**Problems and tasks:**
(1) In the essay about how critics review female musicians, which Stooges song does the writer say "Soft Focus" wants to be?
(2) Continue the essay about how critics review female musicians from its final sentence.

**Provided passage:**
But I'm going to have to take a general "y'all" to task on something that I've never really felt like addressing before (because I am impatient and easily bored), and I want you to listen, and really think about it. Does it go to the depths of the feminine, beyond The Feminine Mystique, beyond The Second Sex, beyond Eve, before and beyond being? Probably. But for the sake of simplicity, let's keep it in the now. We are the music makers, and we are the dreamers of the dreams. Here. Now.
I don't keep up much with modern music, which might surprise you, and is probably stupid, considering what I do for a living. But what can I say. I listen to the same 2 crates of records I've listened to my whole life. I just like 'em. Some new ones might sneak in there (like this hot new Greg Cartwright fellow...) but for the most part, I only hear about new bands from Andrew Marlin who does my hair at Purple Circle on Vermont Avenue in Los Angeles; my older sister, who doesn't know what Pitchfork or NME are, but comes by new music all the same; and by the bands I tour with, out there, on the road. And some of those bands... wait for it... have females in them. And I don't want to alarm anyone, but... hang on... some of those bands have males in them, too... hang on a second... so that's... I mean -- barring the obviously complicated and nebulous definitions of gender -- that's everyone, ain't it? Boys and girls? Yep, I think that's everyone.
So here's the thing that I've noticed -- possibly you've noticed, too -- but finding the whole double standard/glass ceiling thing REALLY boring, I prefer to look at facts. And the fact is, many critical reviews of bands with females in them start with the artist BEING female as a point of critique in and of itself. And it's often such a glaringly sexist jumping-off point, that it just betrays either lazy journalism, or literal, actual disdain for the ladies.
You know I can't abide lazy journalism, but I can understand not liking female artists, for one reason or another. Maybe you don't like the female voice as a vocal sound. I can understand that. I totally get in moods where I'm like "UGH I do NOT want to hear a chick voice right now"; sometimes I want Carl Perkins and not Patsy Cline, and I don't think there's anything wrong with that. I also understand some female musicians rubbing you the wrong way in that their performing construct is somewhat put-on, falsified to present more male, which they are not, which can be disconcerting, because it is uncomfortable to watch or listen to someone who is trying to be something they're not. I feel this way sometimes (sometimes...) about female shredders, but that is only because I find shredding to be kind of a dudular impulse in terms of an approach to guitar: this is my opinion, and has only been enforced by years of touring and playing with some of these women. However, if shredding comes naturally to a musician -- male or female -- that is beautiful and awesome and please go on with yourself.
But whatever the reason, I really have to ask all you journalists and critics to dismantle this built-in approach wherein your critique of an artist hinges on their being female. It is exhausting, and it is frustrating, to have to sit through endless and banal observations on the simple fact that we're girls. No doikes. That's not really a review. And you don't have to constantly draw other female comparisons, either. Possibly because there are fewer women in music than there are men, most of my personal influences are male. And I think that's pretty apparent sometimes, personally, I mean, I will call out my song "Beggars" as trying to copy "Sweet Jane" by the Velvet Underground (written by Lou Reed), or my "Soft Focus" totally wanting to be "Dirt" by the Stooges. Granted, I don't come close to those classics, but the reference is there, and the references are guys, not girls.

**Records shown:**
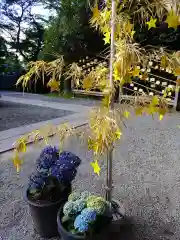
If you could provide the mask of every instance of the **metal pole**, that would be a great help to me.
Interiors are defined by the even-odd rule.
[[[115,55],[115,21],[116,21],[116,2],[112,0],[112,15],[111,15],[111,53],[110,53],[110,74],[109,81],[110,87],[113,89],[113,63]],[[114,108],[114,98],[111,97],[110,109]],[[107,189],[106,200],[112,201],[112,160],[113,160],[113,147],[107,153]]]

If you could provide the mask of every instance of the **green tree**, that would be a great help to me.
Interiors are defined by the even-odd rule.
[[[36,60],[42,46],[43,22],[33,13],[37,0],[4,0],[1,2],[0,27],[7,44],[25,61]]]
[[[90,7],[86,0],[62,0],[58,12],[50,22],[44,38],[41,57],[52,60],[64,55],[75,61],[80,56],[100,52],[104,48],[102,37],[90,28]]]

**Answer list:**
(1) "Dirt"

(2)
And in general -- I hope you can surmise -- I am not talking about (what I consider to be) hackneyed references to female artists of yore; I actually love when journalists and/or critics hear/infer influences I'd never consider, I think that's interesting most of the time, and ALSO totally your job; dig, elevate, expose, educate, blow our minds! The obvious is for the common man! I mean take, for example, a modern three-piece all-female rock/punk/garage band. My mind goes to Thee Headcoatees first (this is my mind, I'm just saying), then maybe to the classic '60s Ronettes-type of jamz (RIP Ellie Greenberg!) and that will influence my perception of the current artist. I think a lot of people work this way. And it is fine, and probably correct, considering time, invention and development, some more time, some more evolution, etc.
What I do not understand is the common practice of journalists and critics insisting on the need to draw unnecessary (and often totally abstract and unfounded) parallels from one current female group to another, just for the sake of the commonality of the vag factor. To me (feel free to argue with me) the Dum Dum Girls are not Those Darlins are not The Ettes are not Jessica Lea Mayfield are not Vivian Girls are not The Black Belles are not Best Coast. We can agree on that. And these artists are all my friends, I'm pretty sure we've all toured together at some point or another, and I do remember griping about "chick bills" where promoters will book a night at their venue with three chick bands and call it compatible. Let me tell you, a Melissa Ferrick-esuqe solo acoustic opener does not segue sonically into a Sabbath-heavy punk band into a screeching death metal band, just because the voices in the microphones and the hands on the instruments happen to be female. What would you think if you heard that bill with all dudes? Kind of a "wtf?" right? Why is it so rare to see comparisons drawn (and bills built, for that matter) that actually make sense?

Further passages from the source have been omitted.